## Problem to solve
In the report on the OASIS trial, what reason do the researchers suggest for failing to match the high acute success of rotor ablation reported by earlier studies? Answer in one to three sentences.
Given passage START
May 18 2016
By Eleanor McDermid
Targeted ablation of electrical rotors and focal sources is not a successful strategy in patients with persistent or long-standing atrial fibrillation (AF), shows the randomised OASIS trial.
Focal impulse and rotor modulation (FIRM)-guided ablation was thought to address processes that sustain AF, making it an ideal strategy for patients with persistent arrhythmia.
However, the OASIS (Outcome of Different Ablation Strategies In Persistent and Long-Standing Persistent Atrial Fibrillation) findings show the reverse, with the FIRM-only group being terminated early for lack of efficacy.
Of the 29 patients who were randomly assigned to this group, just 14% were free of AF or atrial tachycardia at the 12-month follow-up, despite acute success in 41%.
"[W]e failed to accomplish the high acute success with rotor ablation as reported by earlier studies", say Andrea Natale (St David's Medical Center, Austin, Texas, USA) and co-researchers.
They suggest this could be because the study only included nonparoxysmal AF patients, who may need additional ablations besides rotors.
In line with this, 52% of the 42 patients who also received pulmonary vein antrum isolation (PVAI) achieved freedom from arrhythmia at 12 months. And the rate was even higher, at 76%, among another 42 patients who did not undergo FIRM-guided ablation, instead receiving PVAI plus posterior wall ablation and ablation of non-PV triggers.
Given passage END
Dataset START
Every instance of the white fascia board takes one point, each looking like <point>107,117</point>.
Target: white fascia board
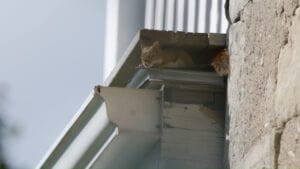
<point>107,113</point>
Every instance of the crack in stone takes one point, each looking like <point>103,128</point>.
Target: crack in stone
<point>277,140</point>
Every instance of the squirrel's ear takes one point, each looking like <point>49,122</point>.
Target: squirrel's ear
<point>156,44</point>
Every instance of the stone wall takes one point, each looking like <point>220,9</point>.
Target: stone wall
<point>264,84</point>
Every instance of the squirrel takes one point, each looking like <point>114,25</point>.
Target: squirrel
<point>155,56</point>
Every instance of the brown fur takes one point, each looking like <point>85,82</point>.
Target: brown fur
<point>221,62</point>
<point>155,56</point>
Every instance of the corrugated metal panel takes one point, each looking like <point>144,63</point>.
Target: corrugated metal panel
<point>201,16</point>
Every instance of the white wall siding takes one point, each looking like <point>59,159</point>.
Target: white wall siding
<point>149,14</point>
<point>202,16</point>
<point>191,15</point>
<point>123,20</point>
<point>111,33</point>
<point>159,15</point>
<point>180,6</point>
<point>170,11</point>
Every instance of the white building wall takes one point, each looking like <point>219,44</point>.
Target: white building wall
<point>123,20</point>
<point>201,16</point>
<point>125,17</point>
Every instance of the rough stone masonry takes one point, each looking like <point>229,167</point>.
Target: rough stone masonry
<point>264,84</point>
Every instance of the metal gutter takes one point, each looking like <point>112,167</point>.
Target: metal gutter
Dataset END
## Task output
The researchers suggest it could be because the study included only patients with nonparoxysmal atrial fibrillation. These patients may need additional ablations besides ablation of rotors.